___ EXTRAIT DU DOCUMENT ___

Point positif mis en avant par le chef économiste toutefois : le contexte ne permet plus d’ « envisager une très grande hausse, comme 75 points de base », soit 0,75%, à l’instar des annonces « jumbo » de septembre et d’octobre. Dans son élan la BCE doit tenir compte du fait que la zone euro devrait entrer en récession cet hiver, même si celle-ci sera probablement « légère et de courte durée », veut croire Philip Lane.

Pour rappel, la BCE a récemment augmenté les taux à son rythme le plus rapide jamais enregistré, les relevant d’un total de 200 points de base depuis juillet et portant son principal taux à 1,5% en seulement trois mois.

L’ombre d’une inflation incontrôlable

Quant à la question de savoir si l’inflation va bientôt atteindre son pic, le responsable de la BCE se montre très prudent. Selon lui, l’agrégat va rester dynamique avec des « prix de l’énergie l’année prochaine (qui) devraient rester plus élevés que prévu », prévient-il.

___

ACTION À MENER 1:
D'après l'extrait sur la BCE, à quel niveau son principal taux a-t-il été porté en trois mois ?
ACTION À MENER 2:
Poursuivez l'extrait sur la BCE et l'inflation après sa dernière phrase.

___ LISTE DES DONNÉES ___

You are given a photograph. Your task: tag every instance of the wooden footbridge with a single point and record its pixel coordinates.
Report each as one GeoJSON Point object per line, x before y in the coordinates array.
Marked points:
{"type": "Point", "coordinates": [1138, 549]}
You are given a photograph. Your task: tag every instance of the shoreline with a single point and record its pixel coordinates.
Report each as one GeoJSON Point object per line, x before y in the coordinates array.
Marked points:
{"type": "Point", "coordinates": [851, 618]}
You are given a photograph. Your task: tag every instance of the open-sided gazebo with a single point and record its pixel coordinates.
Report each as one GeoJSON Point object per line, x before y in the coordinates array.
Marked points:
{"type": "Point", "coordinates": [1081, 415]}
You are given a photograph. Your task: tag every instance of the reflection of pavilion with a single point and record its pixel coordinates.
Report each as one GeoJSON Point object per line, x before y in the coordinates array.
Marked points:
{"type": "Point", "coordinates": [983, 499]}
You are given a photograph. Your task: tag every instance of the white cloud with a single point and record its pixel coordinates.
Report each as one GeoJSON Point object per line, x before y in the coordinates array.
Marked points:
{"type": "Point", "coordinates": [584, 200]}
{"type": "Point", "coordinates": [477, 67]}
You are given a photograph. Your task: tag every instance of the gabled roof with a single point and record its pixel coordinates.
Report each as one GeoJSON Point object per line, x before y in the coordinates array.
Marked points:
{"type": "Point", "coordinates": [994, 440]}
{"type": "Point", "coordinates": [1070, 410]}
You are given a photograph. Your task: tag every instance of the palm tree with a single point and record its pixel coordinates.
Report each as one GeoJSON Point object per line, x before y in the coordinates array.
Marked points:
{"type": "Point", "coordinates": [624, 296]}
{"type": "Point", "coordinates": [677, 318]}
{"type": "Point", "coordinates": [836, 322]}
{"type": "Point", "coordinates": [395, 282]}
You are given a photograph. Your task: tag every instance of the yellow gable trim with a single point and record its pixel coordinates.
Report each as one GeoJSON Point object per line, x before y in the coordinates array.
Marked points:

___

RÉPONSE ATTENDUE 1:
À 1,5 %.

RÉPONSE ATTENDUE 2:
D’où un avertissement lancé à la fois aux entreprises qui « doivent faire attention à ne pas augmenter excessivement leurs marges », et aux salariés qui « doivent faire attention à ce qu’est une augmentation salariale soutenable » sur le long-terme. La BCE redoute que ne s’enclenche une boucle salaires-prix qui rendrait l’inflation totalement incontrôlable et pourrait faire dérailler son scénario de retour progressif de l’indicateur à sa cible de 2%.

En Allemagne, près de 4 millions de salariés du secteur industriel, dans l’électronique et la métallurgie, ont obtenu vendredi une hausse de salaires de 8,5% sur deux ans, après des négociations difficiles avec le patronat.

Les déclarations du responsable de l’institution de Francfort laissent « la désagréable impression que l’inflation échappe au contrôle de la BCE », a commenté Frederik Ducrozet, chef économiste chez Pictet, sur Twitter.

Même stratégie qu’aux États-Unis

Continuer à relever les taux, mais à un rythme plus lent que précédemment est aussi la stratégie que devrait prendre la Banque centrale américaine (Fed). Sa vice-présidente, Lael Brainard a entrouvert la porte à cette éventualité la semaine dernière. « Je pense qu’il sera bientôt approprié d’aller vers un rythme plus lent » de hausses des taux, a-t-elle affirmé à l’agence Bloomberg.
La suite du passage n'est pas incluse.